* Activity *
Exactly reproduce each record listed below.

Stored data entries

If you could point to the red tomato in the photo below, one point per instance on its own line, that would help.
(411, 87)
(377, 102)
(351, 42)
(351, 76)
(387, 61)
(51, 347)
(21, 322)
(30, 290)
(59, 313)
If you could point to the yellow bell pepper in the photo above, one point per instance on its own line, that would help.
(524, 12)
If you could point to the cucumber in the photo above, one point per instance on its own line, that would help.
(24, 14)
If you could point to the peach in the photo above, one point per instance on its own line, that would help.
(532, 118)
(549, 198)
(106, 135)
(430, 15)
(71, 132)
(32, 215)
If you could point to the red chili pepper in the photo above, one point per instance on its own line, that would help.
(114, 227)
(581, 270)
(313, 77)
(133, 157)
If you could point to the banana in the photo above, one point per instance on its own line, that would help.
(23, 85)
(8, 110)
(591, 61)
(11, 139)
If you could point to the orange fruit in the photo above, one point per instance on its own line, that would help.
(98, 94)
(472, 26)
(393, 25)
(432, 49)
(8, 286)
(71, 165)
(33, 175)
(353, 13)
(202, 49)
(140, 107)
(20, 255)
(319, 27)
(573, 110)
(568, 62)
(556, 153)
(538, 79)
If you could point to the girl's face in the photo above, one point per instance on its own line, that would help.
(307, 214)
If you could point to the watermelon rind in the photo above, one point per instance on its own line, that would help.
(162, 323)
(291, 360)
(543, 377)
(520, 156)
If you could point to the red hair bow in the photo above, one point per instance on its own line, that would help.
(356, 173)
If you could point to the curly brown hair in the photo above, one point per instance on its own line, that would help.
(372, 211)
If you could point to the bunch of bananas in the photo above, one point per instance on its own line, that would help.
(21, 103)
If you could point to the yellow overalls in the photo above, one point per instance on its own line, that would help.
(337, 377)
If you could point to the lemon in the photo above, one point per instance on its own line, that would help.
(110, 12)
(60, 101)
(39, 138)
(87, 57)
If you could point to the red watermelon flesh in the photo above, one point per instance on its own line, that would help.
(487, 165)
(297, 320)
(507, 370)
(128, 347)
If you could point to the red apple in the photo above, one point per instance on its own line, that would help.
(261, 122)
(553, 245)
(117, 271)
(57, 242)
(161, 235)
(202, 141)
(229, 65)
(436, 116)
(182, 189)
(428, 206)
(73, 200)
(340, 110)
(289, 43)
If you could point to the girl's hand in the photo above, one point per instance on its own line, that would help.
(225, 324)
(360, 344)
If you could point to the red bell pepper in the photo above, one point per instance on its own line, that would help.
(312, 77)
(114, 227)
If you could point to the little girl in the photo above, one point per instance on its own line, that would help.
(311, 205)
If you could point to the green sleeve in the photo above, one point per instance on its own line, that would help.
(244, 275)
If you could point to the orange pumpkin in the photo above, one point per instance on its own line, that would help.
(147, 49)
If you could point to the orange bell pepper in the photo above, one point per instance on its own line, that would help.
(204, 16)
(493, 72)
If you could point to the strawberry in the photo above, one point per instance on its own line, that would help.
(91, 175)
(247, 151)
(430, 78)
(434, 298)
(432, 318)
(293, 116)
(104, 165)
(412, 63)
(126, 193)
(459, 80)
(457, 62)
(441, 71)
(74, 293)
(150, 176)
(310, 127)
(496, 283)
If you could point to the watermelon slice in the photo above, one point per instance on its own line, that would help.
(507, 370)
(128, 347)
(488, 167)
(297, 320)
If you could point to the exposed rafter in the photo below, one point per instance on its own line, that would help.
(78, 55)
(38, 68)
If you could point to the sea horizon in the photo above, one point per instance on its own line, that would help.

* Response area *
If you could point to the red tomato in the photo below, one point per instance on its own line, that would help.
(411, 87)
(377, 102)
(351, 42)
(351, 76)
(387, 61)
(51, 347)
(21, 322)
(30, 290)
(59, 313)
If you could point to the yellow bell pepper in the photo above, one point per instance on its own line, that would help.
(524, 12)
If you could point to the cucumber in the photo above, one point per instance on its own line, that would help.
(24, 14)
If you could point to the peach in the photo above, one point per instance on its own line, that would help.
(532, 118)
(549, 198)
(106, 135)
(430, 15)
(71, 132)
(32, 215)
If you could point to the red chili pepper in the photo above, one point per instance on its own line, that would help.
(114, 227)
(581, 270)
(313, 77)
(133, 157)
If you could point to the banana in the photo above, one point per instance on its own line, that would help.
(23, 85)
(8, 110)
(591, 61)
(11, 139)
If you could point to the orange fruit in the photo above, one point per instance on its own line, that would help.
(98, 94)
(472, 26)
(393, 25)
(432, 49)
(8, 286)
(71, 165)
(33, 175)
(353, 13)
(202, 49)
(140, 107)
(20, 255)
(319, 27)
(573, 110)
(568, 62)
(556, 153)
(538, 79)
If you could point to the girl's face in the photo above, one point per instance on its own line, that would help.
(307, 214)
If you could point to the watermelon rind in the photo above, one point per instance on its own line, that would help.
(162, 323)
(291, 360)
(543, 377)
(520, 156)
If you could point to the red hair bow in the photo above, one point per instance on its own line, that would help.
(356, 173)
If you could point to the curly brown hair in the photo above, one point per instance on its own line, that would help.
(372, 211)
If you could point to the bunch of bananas in the photo above, one point per instance on its own line, that would help.
(21, 103)
If you could point to the yellow overalls in the photo above, one point per instance on its own line, that would help.
(337, 377)
If you could point to the lemon in the photo above, one point per instance on its own line, that would help.
(110, 12)
(60, 101)
(39, 138)
(87, 57)
If you could point to the red watermelon flesh in the photo above, one point per instance on its own line, that would help.
(487, 165)
(297, 320)
(507, 370)
(128, 347)
If you could point to the red apple in the photo above, one point per instance on its own line, that would help.
(261, 122)
(553, 245)
(117, 271)
(57, 242)
(161, 235)
(202, 141)
(229, 65)
(436, 116)
(182, 189)
(428, 206)
(73, 200)
(340, 110)
(289, 43)
If you could point to the girl's hand in the photo above, one point per instance on its own line, that would help.
(225, 324)
(360, 344)
If you could point to the red bell pepper in the photo above, one point per instance on its own line, that would help.
(312, 77)
(114, 227)
If you could point to the little girl in the photo above, one point per instance on its own line, that would help.
(311, 205)
If you could point to the green sleeve in the photo above, one point per instance on its own line, that would help.
(244, 275)
If you could point to the orange pumpkin in the photo above, one point per instance on its own line, that would help.
(147, 49)
If you could point to the orange bell pepper in the photo above, one point per instance on its own line, that would help.
(204, 16)
(493, 72)
If you could point to the strawberry in the photo above, one point per instance on its own line, that would help.
(91, 175)
(247, 151)
(430, 78)
(434, 298)
(432, 318)
(293, 116)
(104, 165)
(412, 63)
(126, 193)
(459, 80)
(457, 62)
(441, 71)
(74, 293)
(150, 176)
(310, 127)
(496, 283)
If you could point to the watermelon slice in the photo above, one point per instance on its own line, that would help.
(507, 370)
(128, 347)
(488, 167)
(297, 320)
If you could point to the exposed rafter in the photo below, one point per instance on its own line, that would help.
(78, 55)
(38, 68)
If you could point to the sea horizon in the photo above, one point per instance on its own line, that would help.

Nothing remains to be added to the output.